◆ **Requirement**: Reproduce each line of the material below verbatim, with no changes to wording, punctuation, or line order.

◆ **The records**:
↓↓↓
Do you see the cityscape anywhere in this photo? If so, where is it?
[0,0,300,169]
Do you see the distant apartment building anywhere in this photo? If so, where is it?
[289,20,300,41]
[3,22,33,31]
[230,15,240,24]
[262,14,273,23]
↑↑↑
◆ **Written answer**:
Do you see the cityscape anywhere in this photo? If so, where is it?
[0,0,300,169]
Do you see the distant apartment building anywhere in this photo? If so, where is it?
[289,20,300,41]
[3,22,33,31]
[230,15,240,24]
[262,14,273,23]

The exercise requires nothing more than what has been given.